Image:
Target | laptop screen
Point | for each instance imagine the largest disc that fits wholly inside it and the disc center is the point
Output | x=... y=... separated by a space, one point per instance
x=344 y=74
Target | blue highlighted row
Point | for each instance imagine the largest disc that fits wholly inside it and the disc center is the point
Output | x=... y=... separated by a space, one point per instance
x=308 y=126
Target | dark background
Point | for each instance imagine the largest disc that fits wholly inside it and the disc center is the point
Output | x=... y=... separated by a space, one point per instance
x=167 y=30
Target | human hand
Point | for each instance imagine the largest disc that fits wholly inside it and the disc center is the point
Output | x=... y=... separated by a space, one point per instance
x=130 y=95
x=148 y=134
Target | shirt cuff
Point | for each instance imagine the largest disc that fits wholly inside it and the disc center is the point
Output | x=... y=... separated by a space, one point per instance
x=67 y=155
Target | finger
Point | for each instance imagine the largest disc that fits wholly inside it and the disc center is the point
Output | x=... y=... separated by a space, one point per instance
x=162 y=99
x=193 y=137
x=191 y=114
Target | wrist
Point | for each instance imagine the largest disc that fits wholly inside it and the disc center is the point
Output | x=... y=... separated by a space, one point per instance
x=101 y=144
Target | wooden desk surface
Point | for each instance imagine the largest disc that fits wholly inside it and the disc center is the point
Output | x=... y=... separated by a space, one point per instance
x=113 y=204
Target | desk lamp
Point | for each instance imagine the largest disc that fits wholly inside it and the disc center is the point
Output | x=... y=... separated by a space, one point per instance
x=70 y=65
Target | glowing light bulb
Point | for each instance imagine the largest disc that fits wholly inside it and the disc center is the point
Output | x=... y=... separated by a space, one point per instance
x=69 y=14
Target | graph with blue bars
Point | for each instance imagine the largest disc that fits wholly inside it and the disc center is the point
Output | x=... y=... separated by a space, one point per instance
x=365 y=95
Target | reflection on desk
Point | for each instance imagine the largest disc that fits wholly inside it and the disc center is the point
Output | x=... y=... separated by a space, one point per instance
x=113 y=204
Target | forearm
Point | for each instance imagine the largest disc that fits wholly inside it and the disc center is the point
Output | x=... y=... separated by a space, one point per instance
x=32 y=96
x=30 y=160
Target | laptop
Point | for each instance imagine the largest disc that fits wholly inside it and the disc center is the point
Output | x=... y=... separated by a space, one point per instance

---+---

**PROMPT**
What lines in the material include the string "laptop"? Pull each one out.

**RESPONSE AREA**
Target | laptop screen
Target | laptop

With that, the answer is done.